### WORK TASK
The response must consist of every record, restated word for word.

========================

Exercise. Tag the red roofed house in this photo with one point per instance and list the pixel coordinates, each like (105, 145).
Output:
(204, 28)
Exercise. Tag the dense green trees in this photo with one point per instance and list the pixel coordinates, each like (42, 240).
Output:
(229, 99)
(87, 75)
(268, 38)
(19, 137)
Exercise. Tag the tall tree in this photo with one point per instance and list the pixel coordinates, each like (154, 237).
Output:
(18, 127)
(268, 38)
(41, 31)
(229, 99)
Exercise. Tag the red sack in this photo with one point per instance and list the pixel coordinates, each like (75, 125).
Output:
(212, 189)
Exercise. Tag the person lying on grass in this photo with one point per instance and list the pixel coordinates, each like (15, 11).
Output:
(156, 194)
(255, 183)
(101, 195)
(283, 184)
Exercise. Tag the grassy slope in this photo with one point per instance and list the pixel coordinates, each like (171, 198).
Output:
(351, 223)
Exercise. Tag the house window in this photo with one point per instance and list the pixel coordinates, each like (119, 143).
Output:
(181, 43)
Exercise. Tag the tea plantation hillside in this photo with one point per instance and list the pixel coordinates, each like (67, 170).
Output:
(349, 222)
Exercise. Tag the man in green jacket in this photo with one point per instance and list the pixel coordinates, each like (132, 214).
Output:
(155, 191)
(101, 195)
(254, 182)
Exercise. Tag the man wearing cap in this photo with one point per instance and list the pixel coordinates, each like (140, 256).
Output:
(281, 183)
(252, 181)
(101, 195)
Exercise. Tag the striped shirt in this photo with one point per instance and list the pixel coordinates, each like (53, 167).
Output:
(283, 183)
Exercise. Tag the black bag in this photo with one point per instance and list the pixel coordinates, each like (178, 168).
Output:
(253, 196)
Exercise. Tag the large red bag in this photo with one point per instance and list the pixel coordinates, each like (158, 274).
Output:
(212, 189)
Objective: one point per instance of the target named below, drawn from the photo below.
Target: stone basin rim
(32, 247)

========================

### TASK ANSWER
Exercise. Tag the red roofed house in this photo with one point per instance and list the pixel coordinates, each like (105, 145).
Output:
(204, 28)
Exercise. Tag the dense green trees in this photo with one point per instance and list the pixel coordinates, each like (42, 240).
Output:
(229, 99)
(87, 75)
(268, 38)
(19, 137)
Exercise. Tag the tall tree in this photo with one point per instance and list the pixel coordinates, each like (154, 237).
Output:
(18, 127)
(268, 38)
(41, 31)
(229, 99)
Exercise. Tag the red sack in this photo with one point per instance and list the pixel coordinates, each like (75, 125).
Output:
(212, 189)
Exercise. Tag the person lying on grass in this photo with one point per instance and list the pixel coordinates, each like (15, 11).
Output:
(156, 194)
(255, 183)
(101, 195)
(283, 184)
Exercise. Tag the grassy slope in this photo with one point per instance and list the pixel coordinates, each like (171, 198).
Output:
(351, 223)
Exercise. Tag the house window in this photo with one point per instance and list the pixel coordinates, each like (119, 143).
Output:
(181, 43)
Exercise. Tag the tea plantation hillside in this photo with one point per instance and list the pixel coordinates, each like (67, 170).
Output:
(349, 222)
Exercise. Tag the man in green jacket in this photo with one point per instance and list the pixel coordinates, each like (132, 214).
Output:
(155, 191)
(101, 195)
(254, 182)
Exercise. Tag the man wearing cap in this photo with one point per instance and list the pixel coordinates, each like (140, 256).
Output:
(281, 183)
(252, 181)
(101, 195)
Exercise. Tag the striped shirt in this photo with one point per instance and list the pixel coordinates, each like (53, 167).
Output:
(283, 183)
Exercise. Tag the black bag in this photo with one point per instance and list the pixel coordinates, each like (178, 168).
Output:
(253, 196)
Exercise. Tag the large red bag in this photo with one point per instance and list the pixel coordinates, each like (158, 274).
Output:
(212, 189)
Objective: one point per instance of the target named below, drawn from the photo below.
Target: stone basin rim
(32, 247)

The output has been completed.